*Problems and tasks*.
a: In the forum passage on the wave equation, what is the wave equation said to be constructed from?
b: Translate this sentence from the forum passage on the wave equation into Spanish: "You may need a particular form because it has to satisfy the wave equation but the reason it needs to satisfy the wave equation is because it has to satisfy Nature."
c: Reproduce the part of the forum passage on the wave equation between "1. the x direction" and "which is which.", inclusive.

*Provided passage*.
+++++

Remember - the wave equation is not some handful of symbols thrown together on a whim - it is constructed from an understanding of physical principles found in Nature. If it is not in Nature it is not in the wave equation either (unless something went wrong :) ) and if some proposed wave function is not a solution to the wave equation then we do not expect to find it in Nature either.

You may need a particular form because it has to satisfy the wave equation but the reason it needs to satisfy the wave equation is because it has to satisfy Nature.

A healthy attitude for a scientist :) Don't worry, we are almost always wrong - you get used to it.
I'd like to answer that in two parts.
1. the x direction (and the others) is completely arbitrary - it is a fiction created by mathematicians to help label locations in space. Nature does not care which is which.

+++++

*Supplied information*.
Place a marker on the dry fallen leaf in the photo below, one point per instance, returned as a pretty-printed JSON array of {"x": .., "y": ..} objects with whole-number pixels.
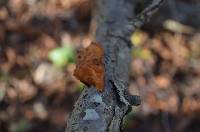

+++++

*Answers for the tasks*.
a: It is constructed from an understanding of physical principles found in Nature.

b: Puede que necesites una forma particular porque tiene que satisfacer la ecuación de onda, pero la razón por la que necesita satisfacer la ecuación de onda es que tiene que satisfacer a la Naturaleza.

c:
1. the x direction (and the others) is completely arbitrary - it is a fiction created by mathematicians to help label locations in space. Nature does not care which is which.